## Extracted records

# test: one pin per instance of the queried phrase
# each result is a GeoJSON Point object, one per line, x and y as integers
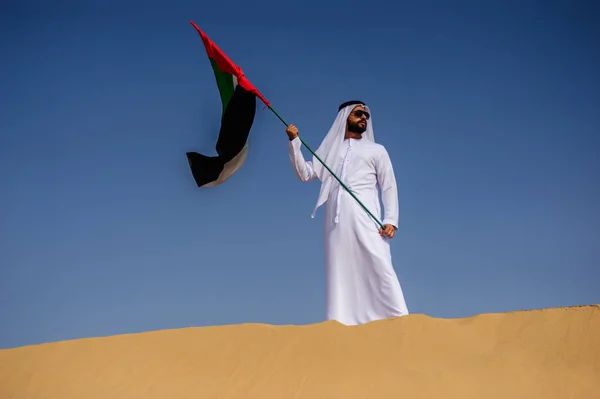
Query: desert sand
{"type": "Point", "coordinates": [548, 353]}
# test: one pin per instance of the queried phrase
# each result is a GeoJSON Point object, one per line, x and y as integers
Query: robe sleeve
{"type": "Point", "coordinates": [302, 168]}
{"type": "Point", "coordinates": [389, 190]}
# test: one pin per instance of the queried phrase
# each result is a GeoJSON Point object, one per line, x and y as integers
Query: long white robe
{"type": "Point", "coordinates": [362, 284]}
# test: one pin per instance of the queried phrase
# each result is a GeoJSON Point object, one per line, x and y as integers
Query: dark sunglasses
{"type": "Point", "coordinates": [360, 114]}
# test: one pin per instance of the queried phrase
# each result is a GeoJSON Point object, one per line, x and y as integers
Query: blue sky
{"type": "Point", "coordinates": [489, 111]}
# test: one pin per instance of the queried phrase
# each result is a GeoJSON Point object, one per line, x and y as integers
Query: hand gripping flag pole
{"type": "Point", "coordinates": [330, 171]}
{"type": "Point", "coordinates": [223, 64]}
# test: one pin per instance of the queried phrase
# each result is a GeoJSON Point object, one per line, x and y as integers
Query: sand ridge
{"type": "Point", "coordinates": [547, 353]}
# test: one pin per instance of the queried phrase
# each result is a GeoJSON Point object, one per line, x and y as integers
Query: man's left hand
{"type": "Point", "coordinates": [389, 231]}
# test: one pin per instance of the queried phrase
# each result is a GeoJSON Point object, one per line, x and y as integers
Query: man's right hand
{"type": "Point", "coordinates": [292, 132]}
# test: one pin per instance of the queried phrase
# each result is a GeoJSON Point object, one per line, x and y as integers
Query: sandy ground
{"type": "Point", "coordinates": [549, 353]}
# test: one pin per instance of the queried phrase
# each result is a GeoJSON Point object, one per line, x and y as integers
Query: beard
{"type": "Point", "coordinates": [355, 128]}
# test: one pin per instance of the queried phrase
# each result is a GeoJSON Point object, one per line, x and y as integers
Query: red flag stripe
{"type": "Point", "coordinates": [226, 65]}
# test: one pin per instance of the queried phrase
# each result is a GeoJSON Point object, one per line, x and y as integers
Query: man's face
{"type": "Point", "coordinates": [357, 120]}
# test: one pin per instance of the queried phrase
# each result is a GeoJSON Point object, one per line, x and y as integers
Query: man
{"type": "Point", "coordinates": [362, 285]}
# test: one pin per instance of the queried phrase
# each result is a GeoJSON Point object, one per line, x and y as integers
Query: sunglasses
{"type": "Point", "coordinates": [360, 114]}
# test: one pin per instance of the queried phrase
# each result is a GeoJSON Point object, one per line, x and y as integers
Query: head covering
{"type": "Point", "coordinates": [330, 147]}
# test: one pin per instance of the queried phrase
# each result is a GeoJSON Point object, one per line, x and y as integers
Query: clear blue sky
{"type": "Point", "coordinates": [490, 112]}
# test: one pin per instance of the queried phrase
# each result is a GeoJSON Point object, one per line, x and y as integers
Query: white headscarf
{"type": "Point", "coordinates": [329, 150]}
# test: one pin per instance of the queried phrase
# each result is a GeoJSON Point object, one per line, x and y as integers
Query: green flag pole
{"type": "Point", "coordinates": [330, 171]}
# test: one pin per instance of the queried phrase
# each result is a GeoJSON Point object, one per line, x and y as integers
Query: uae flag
{"type": "Point", "coordinates": [238, 98]}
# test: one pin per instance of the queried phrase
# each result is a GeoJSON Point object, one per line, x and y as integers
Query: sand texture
{"type": "Point", "coordinates": [548, 353]}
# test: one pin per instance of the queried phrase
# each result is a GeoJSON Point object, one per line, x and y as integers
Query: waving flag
{"type": "Point", "coordinates": [238, 98]}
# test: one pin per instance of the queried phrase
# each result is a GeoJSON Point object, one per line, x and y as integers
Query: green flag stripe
{"type": "Point", "coordinates": [225, 83]}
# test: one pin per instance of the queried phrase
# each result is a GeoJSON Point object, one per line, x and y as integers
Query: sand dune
{"type": "Point", "coordinates": [549, 353]}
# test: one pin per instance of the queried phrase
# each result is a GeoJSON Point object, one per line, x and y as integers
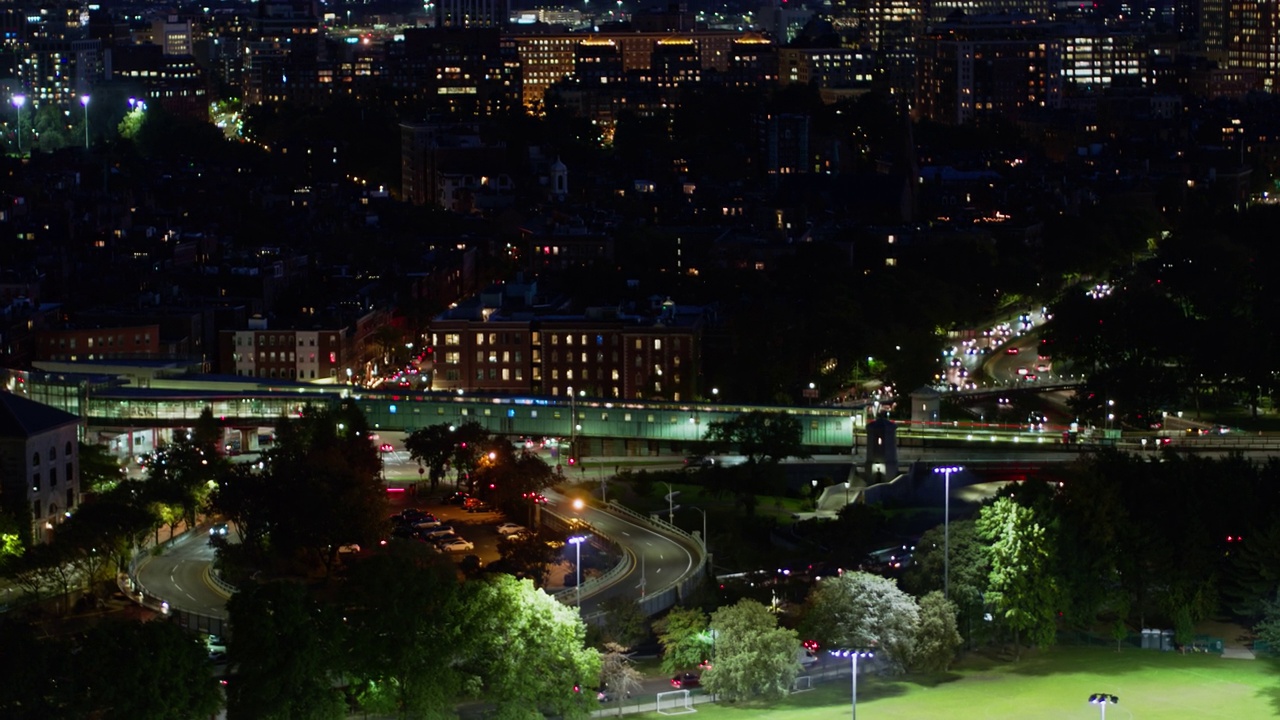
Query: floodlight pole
{"type": "Point", "coordinates": [853, 655]}
{"type": "Point", "coordinates": [946, 527]}
{"type": "Point", "coordinates": [577, 565]}
{"type": "Point", "coordinates": [1102, 700]}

## Goal of the exercise
Your answer is an exact copy of the records above, stripped of pictures.

## Solution below
# test: one pin per instance of the queried phrase
# each result is a GeoJSON Point object, one per line, x and y as integers
Query: desert sand
{"type": "Point", "coordinates": [548, 353]}
# test: one pin per instance of the queried phrase
# each result is a GeoJSON Point object, one per line, x and y as integers
Query: robe sleeve
{"type": "Point", "coordinates": [302, 168]}
{"type": "Point", "coordinates": [389, 190]}
# test: one pin per instance of the queried phrase
# each result is a GeoJSON Point object, one per line, x and y as integers
Query: long white robe
{"type": "Point", "coordinates": [362, 284]}
# test: one pin per instance of the queried phrase
# each result is a GeoJSON Point object, one per line, x and y as integers
Query: dark sunglasses
{"type": "Point", "coordinates": [360, 114]}
# test: one pin per instance of the queried phrase
# each result is a GeoJSON Point object, one per line, x and y as integers
Query: blue sky
{"type": "Point", "coordinates": [489, 111]}
# test: one pin per instance of the queried phrase
# each result is a GeoJSON Point object, one per line, x and y as integers
Query: hand gripping flag pole
{"type": "Point", "coordinates": [330, 171]}
{"type": "Point", "coordinates": [223, 64]}
# test: one pin per instance of the queried phrase
# each result is a GeoJSON Point object, one per line, x and y as integers
Query: sand ridge
{"type": "Point", "coordinates": [547, 353]}
# test: one pin per instance of the queried phrase
# each result is a GeoJSON Point object, one per line, x and y as integers
Query: man's left hand
{"type": "Point", "coordinates": [389, 231]}
# test: one pin per instance of the queried phrase
# each result is a GeoJSON Point object, one per line, x and y as integers
Query: man's right hand
{"type": "Point", "coordinates": [292, 132]}
# test: one pin per instance of the queried phrase
# each result is a GeoJSON Point object, one per line, x and y as integers
Query: sandy ground
{"type": "Point", "coordinates": [549, 353]}
# test: one pin per instance of the queried phrase
# each result is a GeoJSON Point object, one per line, x and y as integers
Query: beard
{"type": "Point", "coordinates": [355, 128]}
# test: one pin per instance of the queried phrase
# each result is a GeoJSON Point object, one per line, x and y as integers
Query: red flag stripe
{"type": "Point", "coordinates": [226, 65]}
# test: one pin per instance of the queried phrase
# each result is a GeoJSON Point object, one per line, x and y as integers
Query: man's face
{"type": "Point", "coordinates": [357, 120]}
# test: one pin per instance of the queried phrase
# each result is a GeoJSON Point object, one per line, x and y as integers
Query: man
{"type": "Point", "coordinates": [362, 285]}
# test: one pin per instance of the queried phrase
# each result is a GeoJSON Point object, one per line, x and y as integers
Query: sunglasses
{"type": "Point", "coordinates": [360, 114]}
# test: one pin per instance of the queried phrase
# each result is a GeoJSON Point object, one per line, x and y as integers
Query: head covering
{"type": "Point", "coordinates": [330, 147]}
# test: one pin per instance of the queried phrase
# each result is a GeoJSON Point object, one per line, x and y as integers
Query: clear blue sky
{"type": "Point", "coordinates": [490, 112]}
# test: one pin per instance of the queried phrase
# each result is a GeoJSON Point object, one per line, x and y as integers
Query: white headscarf
{"type": "Point", "coordinates": [329, 150]}
# test: one pin per instance of the queried phrase
# each result is a GeoJSON Point object, one per line, x and y as integers
Query: green flag pole
{"type": "Point", "coordinates": [330, 171]}
# test: one pin per instance of the queried phrase
# each result is a GeoJSON Point object, one per line, x and y as integers
Query: uae flag
{"type": "Point", "coordinates": [238, 98]}
# test: one pin per instance of the queried phrase
# each result is a GeoJSON Point object, one per line, x and y as integers
Query: sand texture
{"type": "Point", "coordinates": [548, 353]}
# test: one pin per instance of the queried phrase
# each result is a GeoJSON Point object, one per line, x and y as integers
Query: waving flag
{"type": "Point", "coordinates": [238, 98]}
# test: one pin per instance of the queried phrase
# each result is a GeoJSON Point object, one per line, x and y as integers
Query: green flag stripe
{"type": "Point", "coordinates": [225, 83]}
# test: one pin per instance of the queried phrase
# each result is a GeoJSON Point object, one per line, x and y as integers
Query: sand dune
{"type": "Point", "coordinates": [549, 353]}
# test: one pin per instance of the queried phrase
# each result is a GeoJSON Point object, one per line, x and y as integers
Query: floodlight pole
{"type": "Point", "coordinates": [853, 655]}
{"type": "Point", "coordinates": [946, 527]}
{"type": "Point", "coordinates": [577, 565]}
{"type": "Point", "coordinates": [1102, 700]}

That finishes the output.